Exercise prompt:
Print each record below exactly as it appears.

Given data:
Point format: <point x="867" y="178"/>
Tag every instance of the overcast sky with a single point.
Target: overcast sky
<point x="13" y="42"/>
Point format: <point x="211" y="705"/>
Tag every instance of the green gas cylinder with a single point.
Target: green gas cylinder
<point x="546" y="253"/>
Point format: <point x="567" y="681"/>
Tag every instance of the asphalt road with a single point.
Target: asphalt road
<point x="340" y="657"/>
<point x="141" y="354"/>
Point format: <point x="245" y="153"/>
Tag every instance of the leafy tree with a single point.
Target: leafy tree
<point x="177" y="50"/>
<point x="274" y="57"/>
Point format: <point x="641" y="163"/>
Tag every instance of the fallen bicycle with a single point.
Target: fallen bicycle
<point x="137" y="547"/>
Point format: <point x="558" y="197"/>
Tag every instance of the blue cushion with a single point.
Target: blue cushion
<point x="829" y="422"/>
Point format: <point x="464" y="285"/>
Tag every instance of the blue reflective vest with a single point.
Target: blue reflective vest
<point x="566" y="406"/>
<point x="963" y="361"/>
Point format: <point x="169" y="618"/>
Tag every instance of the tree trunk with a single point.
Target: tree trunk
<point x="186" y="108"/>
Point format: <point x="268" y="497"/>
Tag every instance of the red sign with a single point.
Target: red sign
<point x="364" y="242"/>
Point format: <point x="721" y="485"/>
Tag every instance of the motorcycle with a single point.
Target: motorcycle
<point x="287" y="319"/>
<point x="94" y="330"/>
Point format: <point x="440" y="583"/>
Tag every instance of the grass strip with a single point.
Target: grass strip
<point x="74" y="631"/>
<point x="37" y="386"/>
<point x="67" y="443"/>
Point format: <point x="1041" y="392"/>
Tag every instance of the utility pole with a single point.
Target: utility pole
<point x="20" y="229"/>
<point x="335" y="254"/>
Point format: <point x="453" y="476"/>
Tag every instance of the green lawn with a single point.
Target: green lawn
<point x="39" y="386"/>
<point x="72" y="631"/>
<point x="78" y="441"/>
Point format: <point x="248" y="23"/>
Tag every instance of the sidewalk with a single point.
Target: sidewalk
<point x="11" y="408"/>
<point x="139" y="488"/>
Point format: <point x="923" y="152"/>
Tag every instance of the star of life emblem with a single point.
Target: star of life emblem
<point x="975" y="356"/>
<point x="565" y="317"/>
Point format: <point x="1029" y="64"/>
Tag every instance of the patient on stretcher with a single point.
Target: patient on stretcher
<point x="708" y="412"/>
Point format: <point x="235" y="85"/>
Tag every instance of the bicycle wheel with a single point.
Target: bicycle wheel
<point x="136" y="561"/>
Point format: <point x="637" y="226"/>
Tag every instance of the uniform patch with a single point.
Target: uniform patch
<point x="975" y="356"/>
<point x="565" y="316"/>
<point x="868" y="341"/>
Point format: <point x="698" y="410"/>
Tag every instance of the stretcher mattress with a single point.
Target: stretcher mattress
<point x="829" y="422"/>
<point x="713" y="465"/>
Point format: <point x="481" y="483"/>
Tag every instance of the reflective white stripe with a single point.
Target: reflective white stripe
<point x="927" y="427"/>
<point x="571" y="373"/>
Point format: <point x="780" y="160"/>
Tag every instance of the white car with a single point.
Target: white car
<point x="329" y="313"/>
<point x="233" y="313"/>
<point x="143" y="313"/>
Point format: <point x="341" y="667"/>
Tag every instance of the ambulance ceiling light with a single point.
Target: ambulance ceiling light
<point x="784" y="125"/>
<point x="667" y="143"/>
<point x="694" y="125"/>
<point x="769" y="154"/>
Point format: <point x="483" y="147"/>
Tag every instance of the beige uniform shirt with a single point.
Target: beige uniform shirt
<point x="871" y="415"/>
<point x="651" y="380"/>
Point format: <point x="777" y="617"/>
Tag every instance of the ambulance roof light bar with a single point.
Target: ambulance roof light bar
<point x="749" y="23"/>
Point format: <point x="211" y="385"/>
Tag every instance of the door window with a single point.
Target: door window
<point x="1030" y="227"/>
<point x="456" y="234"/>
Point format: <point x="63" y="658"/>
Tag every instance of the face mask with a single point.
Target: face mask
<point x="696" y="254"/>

Expected answer:
Point format: <point x="867" y="178"/>
Tag every instance of the overcast sky with a single point.
Target: overcast sky
<point x="13" y="42"/>
Point format: <point x="211" y="705"/>
Tag every instance of the green gas cylinder with a single point.
Target: green gas cylinder
<point x="546" y="253"/>
Point format: <point x="567" y="681"/>
Tag every instance of the asphalt road with a single point.
Target: asphalt road
<point x="340" y="657"/>
<point x="141" y="354"/>
Point format: <point x="245" y="153"/>
Tag every instance of the leafy tree with a single point.
Target: leafy tree
<point x="177" y="50"/>
<point x="274" y="57"/>
Point format: <point x="641" y="163"/>
Tag every instance of the fallen bicycle with a single point.
Target: fallen bicycle
<point x="137" y="547"/>
Point format: <point x="558" y="197"/>
Tag every instance of the blue cushion with a single point.
Target: blue cushion
<point x="829" y="422"/>
Point format: <point x="464" y="285"/>
Tag every instance of the blue reflective vest with a single point.
Target: blue reflective vest
<point x="566" y="406"/>
<point x="963" y="361"/>
Point format: <point x="169" y="618"/>
Tag every instance of the tree trunk with a single point.
Target: tree trunk
<point x="186" y="108"/>
Point format: <point x="268" y="497"/>
Tag every instance of the red sign with a single point.
Target: red sign
<point x="364" y="242"/>
Point format: <point x="721" y="485"/>
Tag every instance of the motorcycle with a single point.
Target: motorcycle
<point x="287" y="319"/>
<point x="94" y="330"/>
Point format: <point x="440" y="583"/>
Tag every instance of the grass strip with a single point.
Target: grass strip
<point x="74" y="631"/>
<point x="37" y="386"/>
<point x="67" y="443"/>
Point format: <point x="1041" y="392"/>
Tag every instance of the utility pole with a single point.
Target: utility pole
<point x="20" y="229"/>
<point x="335" y="254"/>
Point format: <point x="453" y="476"/>
Tag every instance of the green lawn with a single point.
Target: green lawn
<point x="39" y="386"/>
<point x="72" y="631"/>
<point x="78" y="441"/>
Point format: <point x="248" y="23"/>
Tag every instance of the sidewalk with a single point.
Target: sidewalk
<point x="11" y="408"/>
<point x="139" y="488"/>
Point format: <point x="923" y="152"/>
Tag every instance of the star of life emblem with a single point.
Target: star of life emblem
<point x="975" y="356"/>
<point x="565" y="317"/>
Point format: <point x="1029" y="64"/>
Tag every instance of the patient on stretcher with a single point.
Target: patient on stretcher
<point x="708" y="412"/>
Point format: <point x="235" y="85"/>
Tag every instance of the bicycle wheel with a single point.
Target: bicycle wheel
<point x="136" y="561"/>
Point format: <point x="637" y="226"/>
Tag every instance of the uniform patch with a single point.
Target: uniform patch
<point x="975" y="356"/>
<point x="565" y="316"/>
<point x="868" y="341"/>
Point format: <point x="698" y="410"/>
Tag every instance of the stretcher mattress with a single point.
Target: stretcher mattress
<point x="829" y="422"/>
<point x="713" y="465"/>
Point format: <point x="481" y="483"/>
Tag every instance of the reflective white stripe with a single point.
Target: reflective white stripe
<point x="927" y="427"/>
<point x="571" y="373"/>
Point format: <point x="780" y="160"/>
Tag every instance of the white car with a single point.
Target: white car
<point x="329" y="313"/>
<point x="233" y="313"/>
<point x="143" y="313"/>
Point format: <point x="341" y="667"/>
Tag every instance of the ambulance ceiling light with a single point.
Target: ambulance ceiling light
<point x="784" y="125"/>
<point x="667" y="143"/>
<point x="694" y="125"/>
<point x="769" y="154"/>
Point format: <point x="483" y="147"/>
Tag every instance of the beige uniform shirt with a single point.
Target: beige uniform shirt
<point x="871" y="415"/>
<point x="651" y="380"/>
Point format: <point x="777" y="617"/>
Tag every instance of the ambulance roof light bar with a single point.
Target: ambulance roof light bar
<point x="749" y="23"/>
Point format: <point x="211" y="385"/>
Tag every instance of the door window with a single point.
Target: door window
<point x="1030" y="227"/>
<point x="456" y="234"/>
Point format: <point x="63" y="658"/>
Tag every instance of the face mask with a single point.
Target: face mask
<point x="696" y="254"/>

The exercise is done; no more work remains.